■ 本文抜粋 ■
━━━

モール内は酷暑、極寒の天候に影響されません。
温度変化が危険な高血圧の方も安心。
空調、照明、トイレット、休憩ベンチ、警備システム、医療救急機器が完備。
バリアーフリーで交通手段も簡便。
(写真はCDC広報より)
写真はCDCの主旨に賛同したモールの設備.主要住宅地より送迎バスまであります。
集会所(ミーティングポイント)、更衣所、ロッカーまで
完備しているところもあるそうです(未確認)。
日本などでも見られますが、用もなくコンビニやモールに
たむろするネズミ(ラット)と呼ばれるグループに占拠されないよう個人情報を
登録制にすることを前提にしています.
CDCはこれを「モール・ウォーキング」と名付けていますが、
昨年から大々的に国民に呼びかけ、運営者の協力を求めています。

━━━

■ 分析用データ ■
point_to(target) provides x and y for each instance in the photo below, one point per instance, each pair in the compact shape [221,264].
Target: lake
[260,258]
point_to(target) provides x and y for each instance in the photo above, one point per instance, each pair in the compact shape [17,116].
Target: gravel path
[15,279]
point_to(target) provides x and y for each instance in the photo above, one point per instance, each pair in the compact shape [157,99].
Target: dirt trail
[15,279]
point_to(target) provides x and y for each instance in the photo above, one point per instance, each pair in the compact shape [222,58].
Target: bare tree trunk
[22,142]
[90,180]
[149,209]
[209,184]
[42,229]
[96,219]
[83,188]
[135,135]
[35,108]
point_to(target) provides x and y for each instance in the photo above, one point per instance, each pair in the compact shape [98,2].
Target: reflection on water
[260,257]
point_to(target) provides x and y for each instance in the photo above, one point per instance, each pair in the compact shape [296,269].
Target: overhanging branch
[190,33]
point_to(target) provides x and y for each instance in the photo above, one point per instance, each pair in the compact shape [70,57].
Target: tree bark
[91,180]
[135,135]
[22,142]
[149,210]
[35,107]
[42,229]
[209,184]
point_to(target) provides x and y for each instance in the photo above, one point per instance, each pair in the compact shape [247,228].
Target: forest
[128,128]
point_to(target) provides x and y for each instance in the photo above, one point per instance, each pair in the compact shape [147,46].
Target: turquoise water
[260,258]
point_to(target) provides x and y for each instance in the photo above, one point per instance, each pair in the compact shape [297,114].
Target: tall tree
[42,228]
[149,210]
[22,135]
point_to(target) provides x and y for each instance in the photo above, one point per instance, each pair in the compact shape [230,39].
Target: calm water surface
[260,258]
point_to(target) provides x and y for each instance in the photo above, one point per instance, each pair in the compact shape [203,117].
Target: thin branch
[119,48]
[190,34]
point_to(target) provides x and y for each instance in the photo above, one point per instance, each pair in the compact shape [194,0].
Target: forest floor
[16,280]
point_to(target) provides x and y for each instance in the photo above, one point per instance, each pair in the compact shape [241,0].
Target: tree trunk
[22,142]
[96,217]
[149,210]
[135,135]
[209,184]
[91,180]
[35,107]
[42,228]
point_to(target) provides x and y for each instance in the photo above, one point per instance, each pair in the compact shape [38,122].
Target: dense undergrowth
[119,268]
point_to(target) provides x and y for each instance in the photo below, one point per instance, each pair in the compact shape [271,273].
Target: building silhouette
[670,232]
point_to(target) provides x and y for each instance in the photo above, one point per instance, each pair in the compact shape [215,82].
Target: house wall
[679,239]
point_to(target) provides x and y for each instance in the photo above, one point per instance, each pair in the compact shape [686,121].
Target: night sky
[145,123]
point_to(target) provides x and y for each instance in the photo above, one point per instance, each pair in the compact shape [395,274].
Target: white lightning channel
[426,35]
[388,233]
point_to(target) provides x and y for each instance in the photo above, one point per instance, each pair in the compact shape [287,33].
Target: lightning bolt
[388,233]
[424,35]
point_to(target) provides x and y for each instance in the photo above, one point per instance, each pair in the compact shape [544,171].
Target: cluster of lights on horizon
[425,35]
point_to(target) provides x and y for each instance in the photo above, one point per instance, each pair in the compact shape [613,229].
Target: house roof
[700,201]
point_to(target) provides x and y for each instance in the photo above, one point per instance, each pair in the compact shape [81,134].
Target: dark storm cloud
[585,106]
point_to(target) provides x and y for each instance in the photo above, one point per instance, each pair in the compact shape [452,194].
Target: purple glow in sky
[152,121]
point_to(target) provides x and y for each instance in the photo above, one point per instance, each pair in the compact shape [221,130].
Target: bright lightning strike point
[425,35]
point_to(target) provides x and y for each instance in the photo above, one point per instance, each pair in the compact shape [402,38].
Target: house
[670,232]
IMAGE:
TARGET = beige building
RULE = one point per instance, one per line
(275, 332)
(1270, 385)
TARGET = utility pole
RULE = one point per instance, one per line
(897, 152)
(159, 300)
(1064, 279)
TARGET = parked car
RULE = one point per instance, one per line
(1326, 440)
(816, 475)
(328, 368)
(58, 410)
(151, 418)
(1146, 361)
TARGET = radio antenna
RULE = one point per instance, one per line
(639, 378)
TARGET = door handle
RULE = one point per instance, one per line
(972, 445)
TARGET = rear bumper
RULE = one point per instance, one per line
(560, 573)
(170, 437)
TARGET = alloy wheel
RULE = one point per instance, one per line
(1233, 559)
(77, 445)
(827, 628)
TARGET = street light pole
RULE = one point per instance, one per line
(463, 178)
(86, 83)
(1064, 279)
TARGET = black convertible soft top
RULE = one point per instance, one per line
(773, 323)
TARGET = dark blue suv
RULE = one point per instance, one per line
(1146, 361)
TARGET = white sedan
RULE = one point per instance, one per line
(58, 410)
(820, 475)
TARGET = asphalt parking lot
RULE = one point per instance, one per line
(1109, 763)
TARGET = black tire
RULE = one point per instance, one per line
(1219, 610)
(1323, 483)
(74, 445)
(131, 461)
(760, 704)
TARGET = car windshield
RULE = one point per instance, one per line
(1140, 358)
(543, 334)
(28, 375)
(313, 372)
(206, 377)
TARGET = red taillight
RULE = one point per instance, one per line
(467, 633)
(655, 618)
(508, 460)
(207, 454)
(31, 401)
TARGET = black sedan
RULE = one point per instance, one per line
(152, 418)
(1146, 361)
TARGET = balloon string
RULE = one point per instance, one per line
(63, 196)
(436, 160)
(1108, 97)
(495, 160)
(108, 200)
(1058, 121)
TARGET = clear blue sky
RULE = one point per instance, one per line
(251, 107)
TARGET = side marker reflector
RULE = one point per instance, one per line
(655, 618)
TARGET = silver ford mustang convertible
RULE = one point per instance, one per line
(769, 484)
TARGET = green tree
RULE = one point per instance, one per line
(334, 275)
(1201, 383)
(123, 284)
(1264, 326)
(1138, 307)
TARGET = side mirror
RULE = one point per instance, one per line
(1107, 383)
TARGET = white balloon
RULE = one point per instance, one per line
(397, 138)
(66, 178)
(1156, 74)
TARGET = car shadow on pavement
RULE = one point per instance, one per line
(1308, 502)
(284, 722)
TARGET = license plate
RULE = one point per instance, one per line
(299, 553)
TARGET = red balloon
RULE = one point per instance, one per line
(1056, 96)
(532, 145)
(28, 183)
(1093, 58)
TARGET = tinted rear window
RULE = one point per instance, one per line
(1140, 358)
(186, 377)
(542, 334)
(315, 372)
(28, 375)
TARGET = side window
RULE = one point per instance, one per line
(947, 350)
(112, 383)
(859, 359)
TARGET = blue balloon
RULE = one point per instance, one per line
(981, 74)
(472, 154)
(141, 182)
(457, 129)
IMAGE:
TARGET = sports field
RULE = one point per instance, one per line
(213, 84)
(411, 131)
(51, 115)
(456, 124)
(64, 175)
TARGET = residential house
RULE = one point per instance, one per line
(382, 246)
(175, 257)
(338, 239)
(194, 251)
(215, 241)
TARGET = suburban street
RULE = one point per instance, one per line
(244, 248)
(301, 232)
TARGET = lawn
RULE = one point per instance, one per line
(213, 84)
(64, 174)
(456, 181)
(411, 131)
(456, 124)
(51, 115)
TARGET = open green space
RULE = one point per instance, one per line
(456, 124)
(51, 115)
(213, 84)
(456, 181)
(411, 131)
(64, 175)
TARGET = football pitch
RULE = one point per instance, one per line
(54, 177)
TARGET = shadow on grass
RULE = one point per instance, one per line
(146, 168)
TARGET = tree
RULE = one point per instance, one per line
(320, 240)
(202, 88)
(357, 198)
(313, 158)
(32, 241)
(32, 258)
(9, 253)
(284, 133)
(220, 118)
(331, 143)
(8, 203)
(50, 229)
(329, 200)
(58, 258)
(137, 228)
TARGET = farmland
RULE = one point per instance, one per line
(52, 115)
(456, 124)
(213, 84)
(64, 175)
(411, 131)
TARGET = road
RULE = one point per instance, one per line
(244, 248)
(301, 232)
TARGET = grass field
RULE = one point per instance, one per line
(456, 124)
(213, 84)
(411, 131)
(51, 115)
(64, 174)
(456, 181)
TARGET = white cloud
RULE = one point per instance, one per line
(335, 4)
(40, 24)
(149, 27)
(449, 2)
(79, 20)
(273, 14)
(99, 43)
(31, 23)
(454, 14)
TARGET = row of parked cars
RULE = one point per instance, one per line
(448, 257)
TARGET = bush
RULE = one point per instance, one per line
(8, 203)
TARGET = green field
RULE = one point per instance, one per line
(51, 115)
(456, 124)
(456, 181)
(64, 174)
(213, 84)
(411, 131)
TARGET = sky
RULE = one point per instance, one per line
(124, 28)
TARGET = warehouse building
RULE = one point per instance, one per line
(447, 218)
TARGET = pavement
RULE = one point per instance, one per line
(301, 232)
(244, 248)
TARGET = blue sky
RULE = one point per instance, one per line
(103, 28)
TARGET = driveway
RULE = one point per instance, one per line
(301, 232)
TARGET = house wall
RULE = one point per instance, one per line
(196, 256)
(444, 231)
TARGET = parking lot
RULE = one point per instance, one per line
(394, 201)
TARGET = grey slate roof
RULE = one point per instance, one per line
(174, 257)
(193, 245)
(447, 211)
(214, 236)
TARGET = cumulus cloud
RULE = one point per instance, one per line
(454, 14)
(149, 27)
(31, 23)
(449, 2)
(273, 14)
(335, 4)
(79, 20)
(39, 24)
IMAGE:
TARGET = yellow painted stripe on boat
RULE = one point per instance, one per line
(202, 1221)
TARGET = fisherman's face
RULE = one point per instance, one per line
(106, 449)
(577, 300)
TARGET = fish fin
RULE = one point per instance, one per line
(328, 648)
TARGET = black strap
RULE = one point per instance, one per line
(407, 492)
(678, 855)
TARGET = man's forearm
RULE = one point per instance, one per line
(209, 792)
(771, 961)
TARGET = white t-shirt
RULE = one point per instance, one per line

━━━

■ 課題一覧 ■
- A) 本文抜粋によると、CDCはこの取り組みを何と名付けていますか。
- B) 本文抜粋から、「空調、照明、トイレット、休憩ベンチ、警備システム、医療救急機器が完備。」を含む語句で始まり「昨年から大々的に国民に呼びかけ、運営者の協力を求めています。」で終わる部分を、そのまま書き写してください。
データはここでは使いません。

■ 解答一覧 ■
- A) 「モール・ウォーキング」

- B)
空調、照明、トイレット、休憩ベンチ、警備システム、医療救急機器が完備。
バリアーフリーで交通手段も簡便。
(写真はCDC広報より)
写真はCDCの主旨に賛同したモールの設備.主要住宅地より送迎バスまであります。
集会所(ミーティングポイント)、更衣所、ロッカーまで
完備しているところもあるそうです(未確認)。
日本などでも見られますが、用もなくコンビニやモールに
たむろするネズミ(ラット)と呼ばれるグループに占拠されないよう個人情報を
登録制にすることを前提にしています.
CDCはこれを「モール・ウォーキング」と名付けていますが、
昨年から大々的に国民に呼びかけ、運営者の協力を求めています。